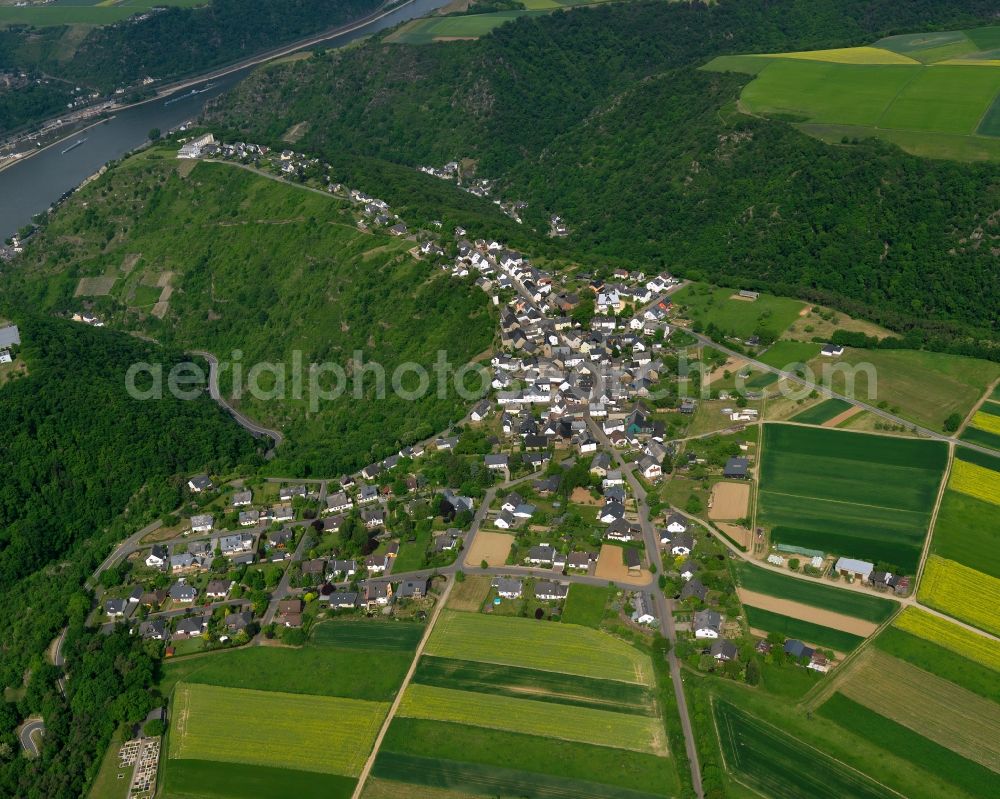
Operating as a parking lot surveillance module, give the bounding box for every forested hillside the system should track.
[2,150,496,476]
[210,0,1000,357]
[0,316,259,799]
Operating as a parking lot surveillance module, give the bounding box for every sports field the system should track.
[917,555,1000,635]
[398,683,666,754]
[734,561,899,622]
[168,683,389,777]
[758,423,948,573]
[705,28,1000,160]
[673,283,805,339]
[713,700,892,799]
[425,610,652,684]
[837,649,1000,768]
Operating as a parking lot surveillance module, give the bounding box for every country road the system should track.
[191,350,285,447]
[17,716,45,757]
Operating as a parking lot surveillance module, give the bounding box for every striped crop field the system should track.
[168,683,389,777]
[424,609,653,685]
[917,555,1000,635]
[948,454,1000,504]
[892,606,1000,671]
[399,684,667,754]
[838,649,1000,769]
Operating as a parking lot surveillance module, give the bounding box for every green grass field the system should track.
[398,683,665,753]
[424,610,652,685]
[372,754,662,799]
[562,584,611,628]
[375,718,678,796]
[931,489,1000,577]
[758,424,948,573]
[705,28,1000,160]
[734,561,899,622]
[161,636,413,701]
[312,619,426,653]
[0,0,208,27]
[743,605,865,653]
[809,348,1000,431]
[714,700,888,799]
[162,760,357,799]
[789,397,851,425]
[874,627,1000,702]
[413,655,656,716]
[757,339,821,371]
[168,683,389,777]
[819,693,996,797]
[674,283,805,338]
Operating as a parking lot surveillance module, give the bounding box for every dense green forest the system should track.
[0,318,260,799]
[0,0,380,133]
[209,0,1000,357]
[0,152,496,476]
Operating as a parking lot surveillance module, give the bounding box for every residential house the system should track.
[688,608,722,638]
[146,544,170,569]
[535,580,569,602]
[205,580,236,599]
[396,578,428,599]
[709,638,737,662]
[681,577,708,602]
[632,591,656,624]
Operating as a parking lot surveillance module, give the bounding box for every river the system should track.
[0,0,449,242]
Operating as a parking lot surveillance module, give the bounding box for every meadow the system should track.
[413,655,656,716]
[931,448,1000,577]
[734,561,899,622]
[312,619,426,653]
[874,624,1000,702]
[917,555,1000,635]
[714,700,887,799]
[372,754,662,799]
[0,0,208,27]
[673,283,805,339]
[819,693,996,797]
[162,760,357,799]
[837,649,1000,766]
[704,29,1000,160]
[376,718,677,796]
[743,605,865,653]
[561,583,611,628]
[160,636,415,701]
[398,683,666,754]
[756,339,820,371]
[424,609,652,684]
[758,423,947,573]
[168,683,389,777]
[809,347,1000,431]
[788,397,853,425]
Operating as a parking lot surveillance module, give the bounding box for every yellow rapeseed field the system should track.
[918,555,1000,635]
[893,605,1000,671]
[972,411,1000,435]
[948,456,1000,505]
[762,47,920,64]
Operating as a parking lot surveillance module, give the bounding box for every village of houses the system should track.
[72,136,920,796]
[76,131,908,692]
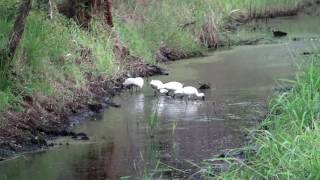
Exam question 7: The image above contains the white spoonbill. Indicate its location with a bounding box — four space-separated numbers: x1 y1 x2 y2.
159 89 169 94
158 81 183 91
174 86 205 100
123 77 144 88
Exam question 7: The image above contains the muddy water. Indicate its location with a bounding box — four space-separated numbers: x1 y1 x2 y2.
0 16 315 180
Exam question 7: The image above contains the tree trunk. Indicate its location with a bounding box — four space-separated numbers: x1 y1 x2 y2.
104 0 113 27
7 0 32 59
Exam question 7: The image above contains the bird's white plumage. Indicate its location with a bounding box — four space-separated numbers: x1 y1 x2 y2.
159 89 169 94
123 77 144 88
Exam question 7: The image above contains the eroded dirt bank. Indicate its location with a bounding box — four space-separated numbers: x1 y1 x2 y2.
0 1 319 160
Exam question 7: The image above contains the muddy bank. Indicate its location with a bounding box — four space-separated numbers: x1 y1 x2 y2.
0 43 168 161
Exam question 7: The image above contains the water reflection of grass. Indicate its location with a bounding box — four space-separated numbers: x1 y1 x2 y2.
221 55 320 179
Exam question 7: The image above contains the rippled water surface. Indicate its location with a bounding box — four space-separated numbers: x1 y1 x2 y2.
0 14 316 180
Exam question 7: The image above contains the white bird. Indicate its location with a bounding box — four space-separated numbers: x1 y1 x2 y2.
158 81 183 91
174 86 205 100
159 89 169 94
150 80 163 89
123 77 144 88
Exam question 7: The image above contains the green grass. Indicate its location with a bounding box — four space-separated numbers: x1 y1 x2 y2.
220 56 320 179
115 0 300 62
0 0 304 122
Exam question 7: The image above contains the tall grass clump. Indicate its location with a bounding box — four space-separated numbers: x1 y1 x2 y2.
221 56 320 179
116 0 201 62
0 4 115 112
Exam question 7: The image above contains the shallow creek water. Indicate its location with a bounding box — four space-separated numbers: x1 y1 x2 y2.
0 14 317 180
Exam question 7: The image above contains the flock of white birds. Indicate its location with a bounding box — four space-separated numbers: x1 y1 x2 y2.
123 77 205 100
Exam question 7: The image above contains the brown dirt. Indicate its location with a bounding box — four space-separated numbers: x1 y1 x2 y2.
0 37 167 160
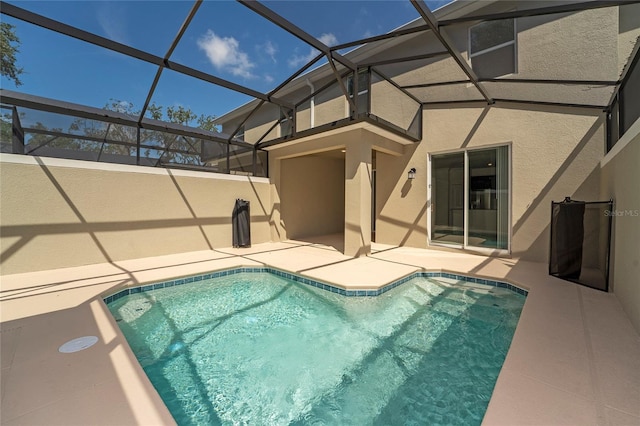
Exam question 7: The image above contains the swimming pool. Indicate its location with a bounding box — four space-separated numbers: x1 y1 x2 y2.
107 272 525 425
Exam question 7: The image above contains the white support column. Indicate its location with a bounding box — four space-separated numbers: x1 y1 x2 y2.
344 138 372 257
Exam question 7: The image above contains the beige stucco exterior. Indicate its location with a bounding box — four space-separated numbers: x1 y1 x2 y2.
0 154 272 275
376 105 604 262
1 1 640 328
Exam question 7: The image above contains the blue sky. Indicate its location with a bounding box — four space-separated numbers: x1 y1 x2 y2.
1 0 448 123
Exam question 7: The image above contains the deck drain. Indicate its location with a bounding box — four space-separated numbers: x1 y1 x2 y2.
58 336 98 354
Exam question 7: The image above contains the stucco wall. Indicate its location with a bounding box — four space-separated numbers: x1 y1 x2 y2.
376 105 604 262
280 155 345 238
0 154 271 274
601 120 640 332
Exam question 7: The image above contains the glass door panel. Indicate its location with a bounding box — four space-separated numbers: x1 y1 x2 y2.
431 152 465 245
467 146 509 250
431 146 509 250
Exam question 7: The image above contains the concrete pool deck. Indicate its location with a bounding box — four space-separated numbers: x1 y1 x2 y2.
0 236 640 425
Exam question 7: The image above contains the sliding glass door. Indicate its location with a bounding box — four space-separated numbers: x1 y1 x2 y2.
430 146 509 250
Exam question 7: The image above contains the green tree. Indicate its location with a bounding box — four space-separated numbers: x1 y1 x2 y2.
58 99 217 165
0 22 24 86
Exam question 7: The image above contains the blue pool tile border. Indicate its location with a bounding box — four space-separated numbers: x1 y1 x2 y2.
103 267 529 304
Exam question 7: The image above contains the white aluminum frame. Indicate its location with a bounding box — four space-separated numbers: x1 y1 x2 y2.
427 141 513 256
--
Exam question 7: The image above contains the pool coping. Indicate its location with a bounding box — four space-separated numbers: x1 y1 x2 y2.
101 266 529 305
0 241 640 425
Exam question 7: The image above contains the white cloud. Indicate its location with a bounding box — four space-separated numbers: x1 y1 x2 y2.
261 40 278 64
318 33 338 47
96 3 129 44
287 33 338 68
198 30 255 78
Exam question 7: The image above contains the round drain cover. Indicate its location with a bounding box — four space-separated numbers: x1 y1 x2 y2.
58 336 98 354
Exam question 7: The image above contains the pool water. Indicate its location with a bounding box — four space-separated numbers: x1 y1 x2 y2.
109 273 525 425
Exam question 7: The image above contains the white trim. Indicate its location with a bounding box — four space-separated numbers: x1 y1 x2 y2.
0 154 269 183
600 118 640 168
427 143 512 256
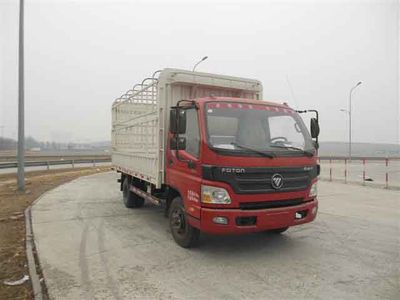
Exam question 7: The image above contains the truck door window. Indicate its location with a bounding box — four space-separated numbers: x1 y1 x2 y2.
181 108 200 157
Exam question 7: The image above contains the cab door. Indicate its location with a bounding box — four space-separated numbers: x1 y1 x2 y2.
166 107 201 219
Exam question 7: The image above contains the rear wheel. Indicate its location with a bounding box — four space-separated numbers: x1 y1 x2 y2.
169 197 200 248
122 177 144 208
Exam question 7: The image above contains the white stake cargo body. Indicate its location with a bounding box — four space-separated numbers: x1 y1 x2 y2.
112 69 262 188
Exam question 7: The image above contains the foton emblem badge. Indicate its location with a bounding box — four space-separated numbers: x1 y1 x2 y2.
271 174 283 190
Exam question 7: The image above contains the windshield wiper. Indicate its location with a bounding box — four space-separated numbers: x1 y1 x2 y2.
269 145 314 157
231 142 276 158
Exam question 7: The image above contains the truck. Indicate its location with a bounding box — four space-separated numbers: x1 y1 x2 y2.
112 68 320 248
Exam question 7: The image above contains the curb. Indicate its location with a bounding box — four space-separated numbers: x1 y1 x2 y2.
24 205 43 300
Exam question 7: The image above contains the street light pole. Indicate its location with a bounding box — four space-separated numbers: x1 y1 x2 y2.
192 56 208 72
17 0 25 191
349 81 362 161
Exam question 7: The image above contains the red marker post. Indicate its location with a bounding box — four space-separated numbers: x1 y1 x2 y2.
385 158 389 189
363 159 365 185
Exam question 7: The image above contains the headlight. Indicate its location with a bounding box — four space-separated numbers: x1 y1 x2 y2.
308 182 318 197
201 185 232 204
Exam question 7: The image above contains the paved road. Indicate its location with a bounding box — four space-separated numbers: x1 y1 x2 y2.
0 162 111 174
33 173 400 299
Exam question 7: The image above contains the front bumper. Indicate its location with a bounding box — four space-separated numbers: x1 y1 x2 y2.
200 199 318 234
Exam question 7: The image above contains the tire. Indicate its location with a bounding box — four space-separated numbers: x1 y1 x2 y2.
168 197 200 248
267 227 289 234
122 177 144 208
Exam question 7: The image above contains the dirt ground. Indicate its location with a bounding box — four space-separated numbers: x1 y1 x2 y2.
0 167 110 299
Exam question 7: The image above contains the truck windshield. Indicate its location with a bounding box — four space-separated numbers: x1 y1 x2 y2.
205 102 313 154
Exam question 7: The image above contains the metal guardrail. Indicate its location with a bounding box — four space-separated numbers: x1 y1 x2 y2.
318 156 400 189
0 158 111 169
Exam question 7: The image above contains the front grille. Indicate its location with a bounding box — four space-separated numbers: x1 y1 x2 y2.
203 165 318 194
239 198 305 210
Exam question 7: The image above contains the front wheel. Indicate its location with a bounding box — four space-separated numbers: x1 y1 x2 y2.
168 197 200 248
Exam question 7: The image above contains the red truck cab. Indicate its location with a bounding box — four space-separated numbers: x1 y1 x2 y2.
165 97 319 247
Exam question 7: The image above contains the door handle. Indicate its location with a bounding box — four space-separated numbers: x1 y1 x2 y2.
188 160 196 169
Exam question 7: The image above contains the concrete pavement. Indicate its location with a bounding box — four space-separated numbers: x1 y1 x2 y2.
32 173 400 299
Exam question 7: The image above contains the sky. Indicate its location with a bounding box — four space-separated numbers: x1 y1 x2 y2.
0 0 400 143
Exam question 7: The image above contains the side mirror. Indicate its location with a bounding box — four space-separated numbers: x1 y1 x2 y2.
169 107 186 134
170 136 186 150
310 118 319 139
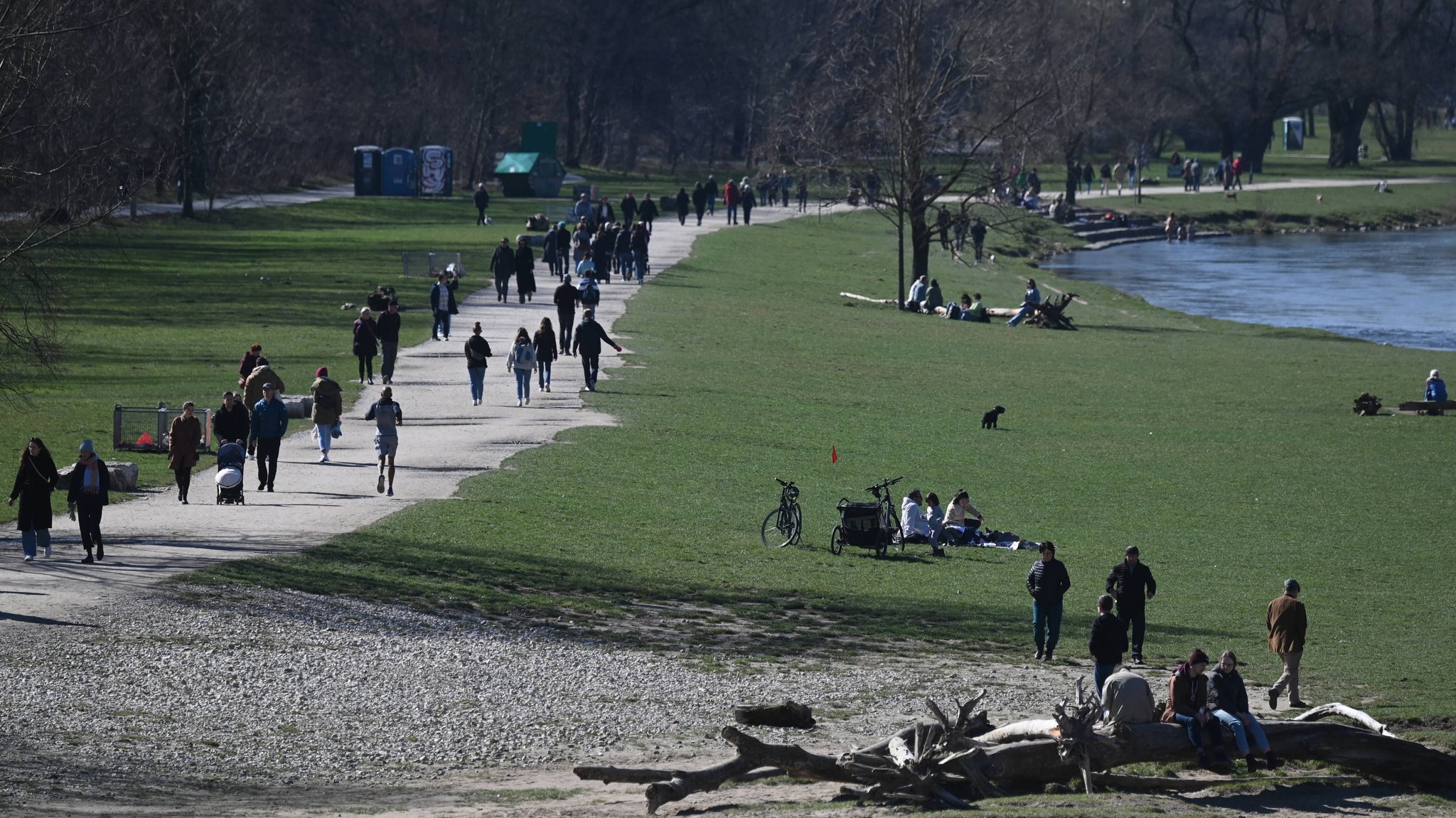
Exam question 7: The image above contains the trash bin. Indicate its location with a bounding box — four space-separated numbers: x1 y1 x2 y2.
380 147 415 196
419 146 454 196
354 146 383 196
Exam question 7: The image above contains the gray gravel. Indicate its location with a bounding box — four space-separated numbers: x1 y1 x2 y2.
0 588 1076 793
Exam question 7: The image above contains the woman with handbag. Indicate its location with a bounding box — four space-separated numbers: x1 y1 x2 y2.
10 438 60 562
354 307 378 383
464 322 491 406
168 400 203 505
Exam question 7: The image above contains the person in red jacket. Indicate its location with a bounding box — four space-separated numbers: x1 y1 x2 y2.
* * *
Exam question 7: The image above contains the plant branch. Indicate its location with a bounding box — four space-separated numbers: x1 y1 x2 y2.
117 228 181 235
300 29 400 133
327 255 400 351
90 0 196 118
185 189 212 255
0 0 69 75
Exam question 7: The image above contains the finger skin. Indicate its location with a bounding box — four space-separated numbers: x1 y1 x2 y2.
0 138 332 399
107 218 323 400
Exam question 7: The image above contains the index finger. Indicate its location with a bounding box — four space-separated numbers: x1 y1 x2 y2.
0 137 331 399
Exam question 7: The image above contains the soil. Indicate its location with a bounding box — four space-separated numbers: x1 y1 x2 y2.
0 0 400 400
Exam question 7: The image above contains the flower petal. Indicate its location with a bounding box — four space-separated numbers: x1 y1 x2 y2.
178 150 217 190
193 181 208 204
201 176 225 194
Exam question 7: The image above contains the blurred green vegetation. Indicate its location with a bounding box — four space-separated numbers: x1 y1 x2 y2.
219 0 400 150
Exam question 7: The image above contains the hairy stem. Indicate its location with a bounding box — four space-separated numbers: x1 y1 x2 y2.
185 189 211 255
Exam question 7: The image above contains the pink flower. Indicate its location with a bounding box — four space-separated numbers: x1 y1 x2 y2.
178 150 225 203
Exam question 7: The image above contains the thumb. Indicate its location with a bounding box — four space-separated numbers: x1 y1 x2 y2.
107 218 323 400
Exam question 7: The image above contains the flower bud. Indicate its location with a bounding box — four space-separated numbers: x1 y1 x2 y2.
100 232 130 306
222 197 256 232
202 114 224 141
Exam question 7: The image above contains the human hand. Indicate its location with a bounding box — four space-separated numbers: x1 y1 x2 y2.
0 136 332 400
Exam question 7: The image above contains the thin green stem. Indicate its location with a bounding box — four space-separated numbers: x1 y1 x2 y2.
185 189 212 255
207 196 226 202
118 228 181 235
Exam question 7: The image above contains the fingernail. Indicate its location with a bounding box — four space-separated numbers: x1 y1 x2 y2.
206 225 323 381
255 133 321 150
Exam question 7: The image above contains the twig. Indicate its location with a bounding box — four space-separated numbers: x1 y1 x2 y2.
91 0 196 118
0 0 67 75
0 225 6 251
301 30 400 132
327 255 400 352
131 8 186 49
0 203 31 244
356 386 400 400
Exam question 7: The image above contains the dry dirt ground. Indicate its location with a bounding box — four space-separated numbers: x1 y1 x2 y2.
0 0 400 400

■ **What is asked**
Render the lines from the one containing "Exam question 7: The image above contains the truck door" through the one containing "112 69 262 188" as a Markdown table with the columns No. and Line, leaving out any blank lines.

■ **Answer to the task**
| No. | Line |
|---|---|
| 1 | Exam question 7: The image above contains the truck door window. Indicate its location with a bounding box — four space-separated numbers: x1 y1 x2 y2. |
| 2 | 181 108 200 157 |
| 3 | Exam question 7: The image above contains the cab door. Indicate its location with a bounding box — four space-separated numbers: x1 y1 x2 y2. |
| 4 | 166 107 201 219 |
| 5 | Exam question 7: The image above contains the rear wheel. Indicate its location with a bounding box — four space-separated numbers: x1 y1 x2 y2. |
| 6 | 169 197 200 248 |
| 7 | 122 177 144 208 |
| 8 | Exam question 7: The image above contains the white stake cargo body. Indicate its location with a bounding box — four space-separated numbers: x1 y1 x2 y2. |
| 9 | 112 69 262 188 |